Directions for this task: Identify every line in the rows below that contains the string "green", and copy each of those lines in full. Case counts.

......

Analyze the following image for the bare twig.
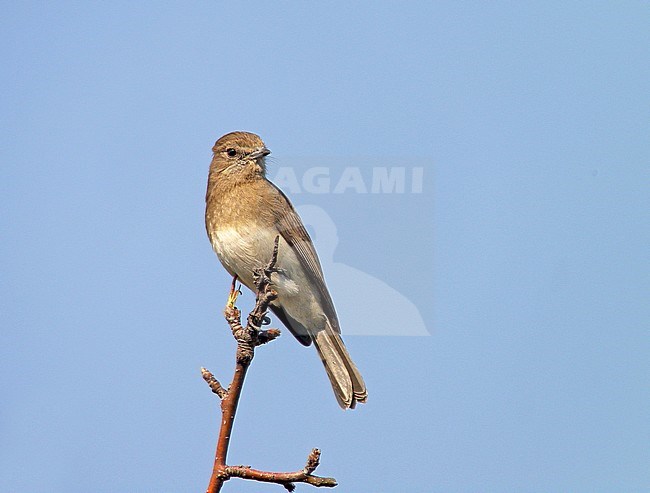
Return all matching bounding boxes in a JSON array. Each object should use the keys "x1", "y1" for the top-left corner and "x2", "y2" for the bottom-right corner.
[
  {"x1": 201, "y1": 367, "x2": 228, "y2": 399},
  {"x1": 201, "y1": 236, "x2": 336, "y2": 493}
]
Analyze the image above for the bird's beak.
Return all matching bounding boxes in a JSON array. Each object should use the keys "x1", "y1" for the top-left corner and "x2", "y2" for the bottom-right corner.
[{"x1": 248, "y1": 147, "x2": 271, "y2": 159}]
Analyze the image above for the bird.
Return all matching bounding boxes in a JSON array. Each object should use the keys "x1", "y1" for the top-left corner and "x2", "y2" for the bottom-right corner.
[{"x1": 205, "y1": 131, "x2": 368, "y2": 409}]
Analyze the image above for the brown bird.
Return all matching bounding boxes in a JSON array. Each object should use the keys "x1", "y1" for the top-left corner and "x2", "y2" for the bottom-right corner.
[{"x1": 205, "y1": 132, "x2": 367, "y2": 409}]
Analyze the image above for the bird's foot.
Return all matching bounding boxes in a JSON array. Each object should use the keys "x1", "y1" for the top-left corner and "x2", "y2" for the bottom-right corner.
[{"x1": 226, "y1": 276, "x2": 241, "y2": 308}]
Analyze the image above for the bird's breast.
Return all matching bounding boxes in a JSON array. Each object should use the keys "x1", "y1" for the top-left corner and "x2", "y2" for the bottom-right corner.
[{"x1": 210, "y1": 226, "x2": 305, "y2": 296}]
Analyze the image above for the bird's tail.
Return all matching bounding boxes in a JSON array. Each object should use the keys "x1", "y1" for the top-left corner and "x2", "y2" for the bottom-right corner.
[{"x1": 312, "y1": 325, "x2": 368, "y2": 409}]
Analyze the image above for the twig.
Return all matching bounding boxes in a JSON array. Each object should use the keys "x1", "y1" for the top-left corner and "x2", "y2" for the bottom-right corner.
[{"x1": 201, "y1": 236, "x2": 337, "y2": 493}]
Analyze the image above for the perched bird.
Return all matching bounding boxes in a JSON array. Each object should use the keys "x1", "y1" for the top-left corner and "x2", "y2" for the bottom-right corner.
[{"x1": 205, "y1": 132, "x2": 367, "y2": 409}]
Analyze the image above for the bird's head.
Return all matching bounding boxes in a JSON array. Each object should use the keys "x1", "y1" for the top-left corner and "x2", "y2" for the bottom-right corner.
[{"x1": 210, "y1": 132, "x2": 271, "y2": 178}]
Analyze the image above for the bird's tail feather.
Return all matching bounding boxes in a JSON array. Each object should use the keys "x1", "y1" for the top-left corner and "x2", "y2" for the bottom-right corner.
[{"x1": 312, "y1": 326, "x2": 368, "y2": 409}]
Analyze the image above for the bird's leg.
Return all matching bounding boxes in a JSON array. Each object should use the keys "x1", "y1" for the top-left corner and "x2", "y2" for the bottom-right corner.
[{"x1": 226, "y1": 274, "x2": 241, "y2": 308}]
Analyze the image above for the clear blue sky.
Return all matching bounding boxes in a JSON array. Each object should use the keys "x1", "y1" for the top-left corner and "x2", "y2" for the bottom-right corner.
[{"x1": 0, "y1": 1, "x2": 650, "y2": 493}]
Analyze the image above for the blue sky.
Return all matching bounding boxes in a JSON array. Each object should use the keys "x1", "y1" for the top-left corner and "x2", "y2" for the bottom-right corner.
[{"x1": 0, "y1": 1, "x2": 650, "y2": 493}]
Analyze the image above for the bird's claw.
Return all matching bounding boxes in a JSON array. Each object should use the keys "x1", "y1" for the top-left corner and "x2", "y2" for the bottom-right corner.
[{"x1": 226, "y1": 283, "x2": 241, "y2": 308}]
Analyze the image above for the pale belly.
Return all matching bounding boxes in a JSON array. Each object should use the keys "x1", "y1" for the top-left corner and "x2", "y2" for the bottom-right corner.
[{"x1": 210, "y1": 228, "x2": 325, "y2": 330}]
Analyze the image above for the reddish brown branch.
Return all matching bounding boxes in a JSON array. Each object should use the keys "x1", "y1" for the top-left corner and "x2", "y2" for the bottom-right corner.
[
  {"x1": 201, "y1": 236, "x2": 336, "y2": 493},
  {"x1": 226, "y1": 448, "x2": 337, "y2": 491}
]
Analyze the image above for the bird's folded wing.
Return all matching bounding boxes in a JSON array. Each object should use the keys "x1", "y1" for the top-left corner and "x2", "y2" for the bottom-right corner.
[{"x1": 269, "y1": 182, "x2": 341, "y2": 333}]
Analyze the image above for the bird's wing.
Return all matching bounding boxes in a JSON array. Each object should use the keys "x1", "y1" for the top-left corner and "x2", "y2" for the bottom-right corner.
[{"x1": 269, "y1": 182, "x2": 341, "y2": 333}]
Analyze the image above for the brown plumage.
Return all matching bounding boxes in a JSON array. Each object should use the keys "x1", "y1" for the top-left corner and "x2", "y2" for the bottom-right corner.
[{"x1": 205, "y1": 132, "x2": 367, "y2": 409}]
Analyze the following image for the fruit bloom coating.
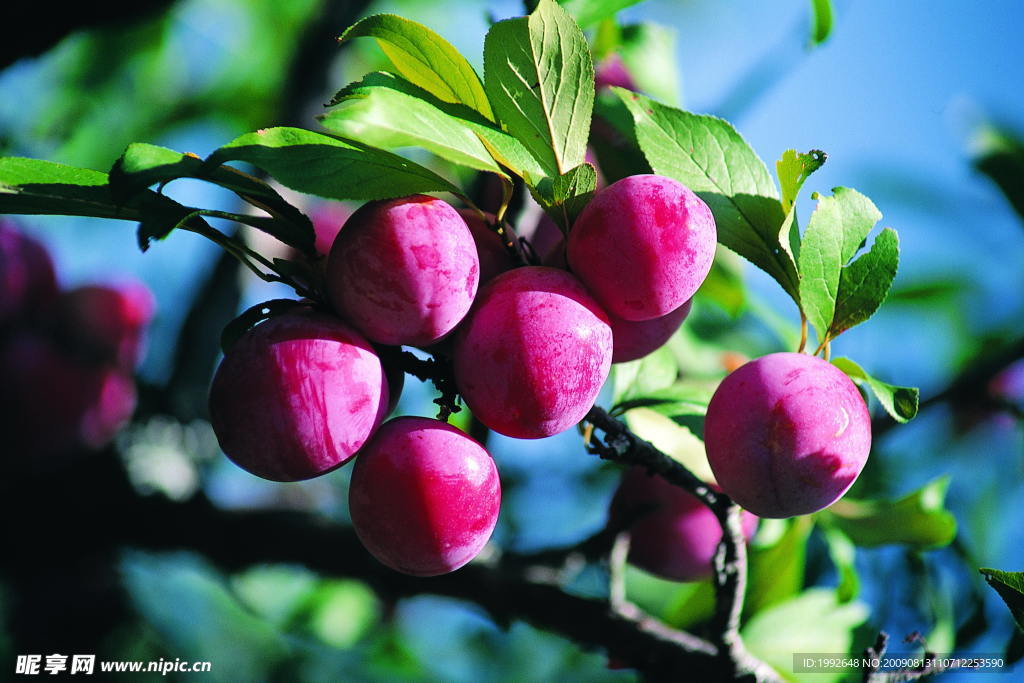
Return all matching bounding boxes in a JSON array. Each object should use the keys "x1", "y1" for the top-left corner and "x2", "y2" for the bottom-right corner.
[
  {"x1": 348, "y1": 417, "x2": 502, "y2": 577},
  {"x1": 705, "y1": 353, "x2": 871, "y2": 517},
  {"x1": 327, "y1": 195, "x2": 480, "y2": 346},
  {"x1": 455, "y1": 266, "x2": 611, "y2": 438},
  {"x1": 611, "y1": 467, "x2": 758, "y2": 581},
  {"x1": 210, "y1": 310, "x2": 388, "y2": 481},
  {"x1": 608, "y1": 301, "x2": 690, "y2": 362},
  {"x1": 568, "y1": 175, "x2": 717, "y2": 321}
]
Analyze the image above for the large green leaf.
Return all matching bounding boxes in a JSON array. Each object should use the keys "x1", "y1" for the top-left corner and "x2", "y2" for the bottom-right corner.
[
  {"x1": 483, "y1": 0, "x2": 594, "y2": 176},
  {"x1": 207, "y1": 128, "x2": 462, "y2": 200},
  {"x1": 797, "y1": 187, "x2": 888, "y2": 340},
  {"x1": 612, "y1": 88, "x2": 800, "y2": 304},
  {"x1": 831, "y1": 357, "x2": 921, "y2": 423},
  {"x1": 110, "y1": 142, "x2": 315, "y2": 252},
  {"x1": 979, "y1": 568, "x2": 1024, "y2": 631},
  {"x1": 818, "y1": 477, "x2": 956, "y2": 549},
  {"x1": 338, "y1": 14, "x2": 494, "y2": 120}
]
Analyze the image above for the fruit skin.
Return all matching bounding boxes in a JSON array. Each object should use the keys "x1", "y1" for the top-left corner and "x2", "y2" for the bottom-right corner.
[
  {"x1": 610, "y1": 467, "x2": 758, "y2": 581},
  {"x1": 327, "y1": 195, "x2": 480, "y2": 346},
  {"x1": 567, "y1": 175, "x2": 717, "y2": 321},
  {"x1": 608, "y1": 299, "x2": 692, "y2": 362},
  {"x1": 455, "y1": 266, "x2": 611, "y2": 438},
  {"x1": 348, "y1": 417, "x2": 502, "y2": 577},
  {"x1": 705, "y1": 353, "x2": 871, "y2": 517},
  {"x1": 210, "y1": 309, "x2": 388, "y2": 481}
]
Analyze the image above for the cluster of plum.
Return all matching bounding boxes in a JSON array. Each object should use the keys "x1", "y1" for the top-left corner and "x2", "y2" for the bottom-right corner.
[
  {"x1": 0, "y1": 222, "x2": 154, "y2": 468},
  {"x1": 210, "y1": 175, "x2": 869, "y2": 579}
]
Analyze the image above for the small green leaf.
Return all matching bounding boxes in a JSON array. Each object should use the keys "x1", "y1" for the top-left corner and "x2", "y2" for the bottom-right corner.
[
  {"x1": 818, "y1": 477, "x2": 956, "y2": 549},
  {"x1": 612, "y1": 88, "x2": 800, "y2": 304},
  {"x1": 811, "y1": 0, "x2": 833, "y2": 46},
  {"x1": 831, "y1": 358, "x2": 921, "y2": 424},
  {"x1": 743, "y1": 515, "x2": 814, "y2": 618},
  {"x1": 558, "y1": 0, "x2": 641, "y2": 29},
  {"x1": 110, "y1": 142, "x2": 315, "y2": 253},
  {"x1": 220, "y1": 299, "x2": 305, "y2": 353},
  {"x1": 978, "y1": 568, "x2": 1024, "y2": 631},
  {"x1": 338, "y1": 14, "x2": 495, "y2": 121},
  {"x1": 206, "y1": 128, "x2": 462, "y2": 200},
  {"x1": 483, "y1": 0, "x2": 594, "y2": 176},
  {"x1": 797, "y1": 187, "x2": 889, "y2": 341}
]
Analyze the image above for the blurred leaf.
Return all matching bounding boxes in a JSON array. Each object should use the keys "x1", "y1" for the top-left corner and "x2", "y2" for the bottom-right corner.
[
  {"x1": 618, "y1": 22, "x2": 679, "y2": 105},
  {"x1": 811, "y1": 0, "x2": 833, "y2": 46},
  {"x1": 823, "y1": 527, "x2": 856, "y2": 602},
  {"x1": 828, "y1": 227, "x2": 899, "y2": 338},
  {"x1": 206, "y1": 128, "x2": 462, "y2": 200},
  {"x1": 338, "y1": 14, "x2": 495, "y2": 121},
  {"x1": 831, "y1": 357, "x2": 921, "y2": 424},
  {"x1": 743, "y1": 516, "x2": 814, "y2": 618},
  {"x1": 817, "y1": 476, "x2": 956, "y2": 550},
  {"x1": 978, "y1": 567, "x2": 1024, "y2": 631},
  {"x1": 783, "y1": 187, "x2": 891, "y2": 342},
  {"x1": 626, "y1": 408, "x2": 715, "y2": 483},
  {"x1": 974, "y1": 127, "x2": 1024, "y2": 219},
  {"x1": 110, "y1": 142, "x2": 316, "y2": 253},
  {"x1": 742, "y1": 588, "x2": 869, "y2": 682},
  {"x1": 558, "y1": 0, "x2": 641, "y2": 29},
  {"x1": 483, "y1": 0, "x2": 594, "y2": 176},
  {"x1": 612, "y1": 88, "x2": 800, "y2": 303},
  {"x1": 321, "y1": 74, "x2": 505, "y2": 175}
]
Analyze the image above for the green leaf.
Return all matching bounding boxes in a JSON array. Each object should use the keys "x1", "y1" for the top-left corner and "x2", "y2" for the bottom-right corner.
[
  {"x1": 831, "y1": 357, "x2": 921, "y2": 424},
  {"x1": 743, "y1": 516, "x2": 814, "y2": 617},
  {"x1": 811, "y1": 0, "x2": 833, "y2": 46},
  {"x1": 338, "y1": 14, "x2": 495, "y2": 121},
  {"x1": 978, "y1": 568, "x2": 1024, "y2": 631},
  {"x1": 0, "y1": 157, "x2": 209, "y2": 251},
  {"x1": 110, "y1": 142, "x2": 316, "y2": 253},
  {"x1": 612, "y1": 88, "x2": 800, "y2": 304},
  {"x1": 207, "y1": 128, "x2": 462, "y2": 201},
  {"x1": 742, "y1": 588, "x2": 870, "y2": 682},
  {"x1": 828, "y1": 227, "x2": 899, "y2": 338},
  {"x1": 483, "y1": 0, "x2": 594, "y2": 176},
  {"x1": 559, "y1": 0, "x2": 641, "y2": 29},
  {"x1": 797, "y1": 187, "x2": 889, "y2": 342},
  {"x1": 818, "y1": 477, "x2": 956, "y2": 549},
  {"x1": 321, "y1": 74, "x2": 505, "y2": 175}
]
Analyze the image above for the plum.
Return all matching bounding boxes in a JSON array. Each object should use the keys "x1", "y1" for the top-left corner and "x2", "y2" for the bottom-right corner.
[
  {"x1": 348, "y1": 417, "x2": 502, "y2": 577},
  {"x1": 608, "y1": 300, "x2": 691, "y2": 362},
  {"x1": 210, "y1": 308, "x2": 388, "y2": 481},
  {"x1": 567, "y1": 175, "x2": 717, "y2": 321},
  {"x1": 609, "y1": 467, "x2": 758, "y2": 581},
  {"x1": 705, "y1": 353, "x2": 871, "y2": 517},
  {"x1": 455, "y1": 266, "x2": 611, "y2": 438},
  {"x1": 327, "y1": 195, "x2": 480, "y2": 346}
]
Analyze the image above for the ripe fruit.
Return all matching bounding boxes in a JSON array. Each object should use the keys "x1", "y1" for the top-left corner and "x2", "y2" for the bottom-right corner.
[
  {"x1": 348, "y1": 417, "x2": 502, "y2": 577},
  {"x1": 327, "y1": 195, "x2": 480, "y2": 346},
  {"x1": 210, "y1": 309, "x2": 388, "y2": 481},
  {"x1": 705, "y1": 353, "x2": 871, "y2": 517},
  {"x1": 608, "y1": 301, "x2": 690, "y2": 362},
  {"x1": 568, "y1": 175, "x2": 717, "y2": 321},
  {"x1": 455, "y1": 266, "x2": 611, "y2": 438},
  {"x1": 611, "y1": 467, "x2": 758, "y2": 581}
]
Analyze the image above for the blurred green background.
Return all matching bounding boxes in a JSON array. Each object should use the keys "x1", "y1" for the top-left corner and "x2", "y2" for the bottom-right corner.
[{"x1": 0, "y1": 0, "x2": 1024, "y2": 681}]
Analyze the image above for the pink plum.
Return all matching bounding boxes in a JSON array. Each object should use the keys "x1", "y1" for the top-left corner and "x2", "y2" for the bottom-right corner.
[
  {"x1": 567, "y1": 175, "x2": 717, "y2": 321},
  {"x1": 705, "y1": 353, "x2": 871, "y2": 517},
  {"x1": 348, "y1": 417, "x2": 502, "y2": 577},
  {"x1": 610, "y1": 467, "x2": 758, "y2": 581},
  {"x1": 327, "y1": 195, "x2": 480, "y2": 346},
  {"x1": 210, "y1": 309, "x2": 388, "y2": 481},
  {"x1": 455, "y1": 266, "x2": 611, "y2": 438},
  {"x1": 608, "y1": 300, "x2": 691, "y2": 362}
]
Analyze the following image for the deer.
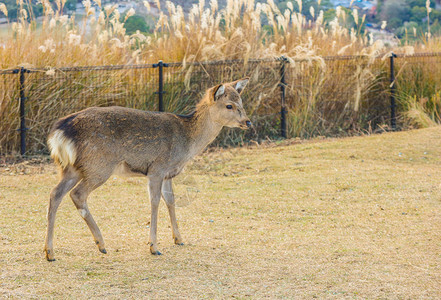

......

Finished answer:
Analyze the image above for the large green leaf.
Analyze the image above for the small green leaf.
Analyze the image above for the green leaf.
Analyze the image above for the blurred green background.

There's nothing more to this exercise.